-- Begin --
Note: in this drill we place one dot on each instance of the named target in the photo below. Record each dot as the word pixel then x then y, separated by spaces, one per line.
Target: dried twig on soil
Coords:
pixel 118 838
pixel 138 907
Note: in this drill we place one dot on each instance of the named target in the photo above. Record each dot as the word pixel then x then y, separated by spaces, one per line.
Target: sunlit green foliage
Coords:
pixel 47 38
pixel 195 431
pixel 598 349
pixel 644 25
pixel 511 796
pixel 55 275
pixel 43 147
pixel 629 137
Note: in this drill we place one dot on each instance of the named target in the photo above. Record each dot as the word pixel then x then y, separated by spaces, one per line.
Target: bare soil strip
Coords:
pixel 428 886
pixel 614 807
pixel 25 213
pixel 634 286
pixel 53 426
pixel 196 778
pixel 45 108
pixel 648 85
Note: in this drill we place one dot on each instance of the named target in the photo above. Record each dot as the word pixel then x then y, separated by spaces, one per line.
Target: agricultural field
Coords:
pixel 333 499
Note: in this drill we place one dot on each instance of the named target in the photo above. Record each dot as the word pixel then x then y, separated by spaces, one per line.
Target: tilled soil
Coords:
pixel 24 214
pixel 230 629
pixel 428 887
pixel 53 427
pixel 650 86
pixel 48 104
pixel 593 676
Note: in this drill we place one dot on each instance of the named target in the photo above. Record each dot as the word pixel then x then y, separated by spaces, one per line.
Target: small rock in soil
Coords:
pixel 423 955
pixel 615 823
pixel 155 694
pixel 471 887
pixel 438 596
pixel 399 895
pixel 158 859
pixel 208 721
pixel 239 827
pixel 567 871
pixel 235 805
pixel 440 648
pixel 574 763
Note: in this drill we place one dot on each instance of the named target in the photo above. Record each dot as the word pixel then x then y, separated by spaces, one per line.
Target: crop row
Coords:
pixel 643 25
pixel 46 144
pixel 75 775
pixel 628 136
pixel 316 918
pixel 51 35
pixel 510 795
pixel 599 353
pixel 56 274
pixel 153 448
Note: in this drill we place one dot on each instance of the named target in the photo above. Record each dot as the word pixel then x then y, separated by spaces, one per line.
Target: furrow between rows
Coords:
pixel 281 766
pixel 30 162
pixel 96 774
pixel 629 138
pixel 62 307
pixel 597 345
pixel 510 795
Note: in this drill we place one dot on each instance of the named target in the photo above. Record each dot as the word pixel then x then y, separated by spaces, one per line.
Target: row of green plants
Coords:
-- End --
■ Short task: Using the data above, reproduce every line exactly.

■ Task response:
Note: in this drill we place one dot on each instance of the named target in the photo below. Record each dot as the word pixel then x then y, separated by spaces, one per line.
Target: dried twig on soil
Coords:
pixel 118 838
pixel 138 907
Note: in this drill we place one dot on each instance of the named target in the photo above. Record each dot as the word pixel then x then y, separated by spaces, one per line.
Target: sunlit green foliage
Coords:
pixel 47 38
pixel 195 431
pixel 598 349
pixel 644 25
pixel 511 796
pixel 55 275
pixel 43 147
pixel 629 137
Note: in this drill we place one dot on each instance of the named target in the photo above. Record each dot as the word pixel then x then y, separated by spaces, one per line.
Target: bare soil strip
Coords:
pixel 428 886
pixel 614 807
pixel 25 213
pixel 634 286
pixel 53 426
pixel 196 778
pixel 45 108
pixel 648 85
Note: in this drill we place one dot on each instance of the named target in the photo above. Record each dot as the word pixel then x then y, separated by spaces, one per line.
Target: agricultural field
Coords:
pixel 333 499
Note: in this drill we place one dot on each instance of the named target in the photo above. Record each dot as the word pixel then x then y, separated by spaces, one per line.
Target: tilled soil
Coords:
pixel 24 214
pixel 230 629
pixel 428 887
pixel 53 427
pixel 650 86
pixel 48 104
pixel 593 676
Note: in this drill we place one dot on each instance of the named target in the photo above. Record each dot as the word pixel then x then y, separated by spaces, one per line.
Target: small rock in soil
Coords:
pixel 423 955
pixel 615 823
pixel 155 694
pixel 471 887
pixel 438 596
pixel 399 895
pixel 158 859
pixel 208 721
pixel 239 827
pixel 567 871
pixel 235 805
pixel 440 648
pixel 574 763
Note: in this drill we place one dot on each instance of the named target in the photo above. Record each dot as the word pixel then x then y, separated by spaces, one per line.
Target: crop row
Coords:
pixel 643 25
pixel 46 144
pixel 75 775
pixel 628 136
pixel 316 918
pixel 51 35
pixel 510 795
pixel 599 353
pixel 56 274
pixel 153 448
Note: in this drill we place one dot on each instance of the named target in the photo above. Record each dot as the word pixel then x then y, separated by spaces, one per line.
Target: furrow between rows
Coords:
pixel 281 766
pixel 30 162
pixel 96 774
pixel 629 138
pixel 62 307
pixel 597 345
pixel 510 795
Note: in this drill we place one dot on each instance of the named target in the photo above. Record each dot as the word pixel then x then y, separated by spaces, one per line.
Target: row of green plants
Coords:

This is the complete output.